WORK TO COMPLETE :: Rewrite everything from the line containing "Would you be able to tag each instance of the adult" down to the end of the entries, requests included, adding 49 to every coordinate number in the answers. Leave the pictures out.

(Entries of labeled points)
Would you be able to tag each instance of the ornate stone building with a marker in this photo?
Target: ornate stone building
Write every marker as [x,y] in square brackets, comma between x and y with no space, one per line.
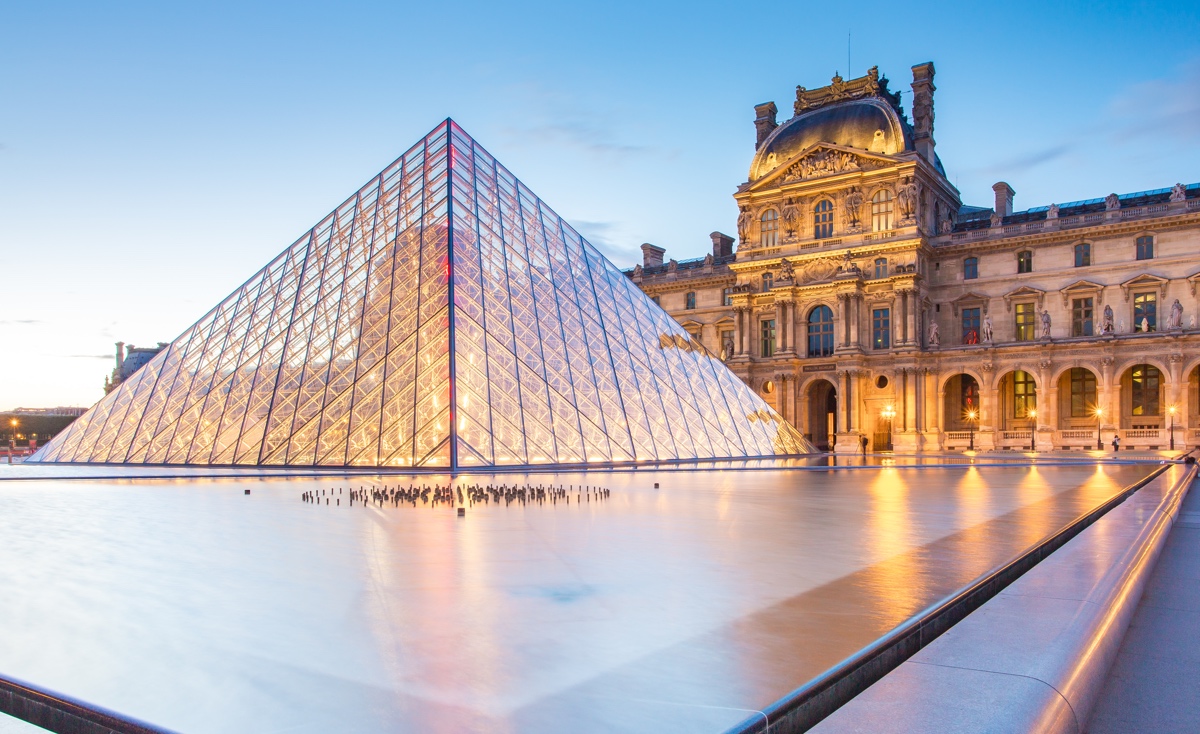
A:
[865,300]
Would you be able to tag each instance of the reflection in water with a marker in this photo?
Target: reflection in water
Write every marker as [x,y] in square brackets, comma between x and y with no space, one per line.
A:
[677,608]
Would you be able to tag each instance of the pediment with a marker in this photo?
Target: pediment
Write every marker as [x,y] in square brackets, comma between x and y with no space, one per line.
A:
[822,160]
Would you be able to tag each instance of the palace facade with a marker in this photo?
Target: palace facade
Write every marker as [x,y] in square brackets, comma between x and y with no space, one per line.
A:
[867,300]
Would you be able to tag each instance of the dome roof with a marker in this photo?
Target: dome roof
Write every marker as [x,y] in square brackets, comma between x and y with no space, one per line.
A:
[853,124]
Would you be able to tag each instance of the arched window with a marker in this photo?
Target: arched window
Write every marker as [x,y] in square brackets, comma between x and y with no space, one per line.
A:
[769,228]
[1083,254]
[821,331]
[822,220]
[881,210]
[1025,262]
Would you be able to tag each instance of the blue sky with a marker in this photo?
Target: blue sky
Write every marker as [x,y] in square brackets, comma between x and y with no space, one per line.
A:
[155,155]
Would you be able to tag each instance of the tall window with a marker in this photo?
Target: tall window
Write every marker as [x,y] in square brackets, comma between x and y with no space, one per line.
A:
[1145,306]
[881,210]
[1145,390]
[881,329]
[768,337]
[1026,325]
[1025,396]
[768,228]
[821,331]
[1081,317]
[1083,254]
[970,325]
[1083,392]
[1146,248]
[1025,262]
[822,220]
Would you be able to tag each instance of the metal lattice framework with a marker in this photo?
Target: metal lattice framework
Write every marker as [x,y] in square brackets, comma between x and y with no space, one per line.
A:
[442,317]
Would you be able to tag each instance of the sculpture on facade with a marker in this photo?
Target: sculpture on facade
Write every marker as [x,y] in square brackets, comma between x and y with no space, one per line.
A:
[1175,319]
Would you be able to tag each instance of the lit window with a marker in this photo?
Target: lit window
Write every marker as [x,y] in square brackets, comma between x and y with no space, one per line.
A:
[768,337]
[1083,392]
[822,220]
[1083,254]
[821,331]
[1025,262]
[1146,248]
[769,228]
[1081,317]
[1145,306]
[970,325]
[1026,322]
[881,328]
[881,210]
[1145,383]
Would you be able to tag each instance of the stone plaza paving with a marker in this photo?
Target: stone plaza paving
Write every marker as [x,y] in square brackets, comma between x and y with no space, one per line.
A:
[187,603]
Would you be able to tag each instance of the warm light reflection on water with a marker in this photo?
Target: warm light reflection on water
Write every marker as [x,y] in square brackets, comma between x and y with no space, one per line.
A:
[658,609]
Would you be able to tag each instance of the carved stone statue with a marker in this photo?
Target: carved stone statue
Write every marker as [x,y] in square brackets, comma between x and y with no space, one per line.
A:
[1175,320]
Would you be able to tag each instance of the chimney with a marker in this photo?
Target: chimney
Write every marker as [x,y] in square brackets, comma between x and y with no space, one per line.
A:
[652,256]
[923,109]
[765,121]
[723,245]
[1003,198]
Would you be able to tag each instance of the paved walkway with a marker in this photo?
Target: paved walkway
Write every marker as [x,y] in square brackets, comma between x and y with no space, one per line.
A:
[1155,684]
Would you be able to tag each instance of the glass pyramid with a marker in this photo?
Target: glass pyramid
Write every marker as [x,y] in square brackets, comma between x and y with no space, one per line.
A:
[442,317]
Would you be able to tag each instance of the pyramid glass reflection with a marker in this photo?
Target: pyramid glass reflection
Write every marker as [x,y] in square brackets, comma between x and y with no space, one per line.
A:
[442,317]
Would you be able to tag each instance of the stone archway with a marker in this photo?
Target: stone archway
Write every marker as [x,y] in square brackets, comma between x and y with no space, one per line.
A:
[822,414]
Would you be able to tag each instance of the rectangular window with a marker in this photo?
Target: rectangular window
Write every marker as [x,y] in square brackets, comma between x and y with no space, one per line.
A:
[1081,317]
[970,325]
[768,337]
[1146,248]
[1026,322]
[1025,397]
[1145,307]
[881,329]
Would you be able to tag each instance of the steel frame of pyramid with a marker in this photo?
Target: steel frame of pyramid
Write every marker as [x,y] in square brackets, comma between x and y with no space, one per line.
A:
[444,318]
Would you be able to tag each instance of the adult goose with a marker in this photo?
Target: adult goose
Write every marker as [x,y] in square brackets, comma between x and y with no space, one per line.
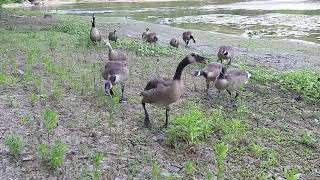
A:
[210,73]
[114,73]
[95,35]
[231,80]
[186,36]
[225,53]
[164,92]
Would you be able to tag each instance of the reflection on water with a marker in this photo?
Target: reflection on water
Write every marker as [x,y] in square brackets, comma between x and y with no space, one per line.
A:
[294,19]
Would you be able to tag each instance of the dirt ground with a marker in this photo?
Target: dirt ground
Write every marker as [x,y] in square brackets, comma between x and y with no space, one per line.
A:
[276,121]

SOLUTION FOR THIS TASK ::
Would you be able to tag each instance of the adult goose with a marker in this photo?
Target: adult goose
Write every marker as [x,y] in square brackets, comma between x and y with no space, one per line.
A:
[259,122]
[163,122]
[144,84]
[280,129]
[235,85]
[274,102]
[213,141]
Would you be able to tag each instance of the reflection on water with a marker in this photo?
Target: reflection on water
Write every marker as [x,y] in square brackets, comma between x and y with no space, one per line.
A:
[343,68]
Would you be able to tag each instance of the dirt ground with a marker in this photo?
Target: dirt ground
Write every marker as [x,y] in square brackets, comma between x and y with no space, one per line.
A:
[325,170]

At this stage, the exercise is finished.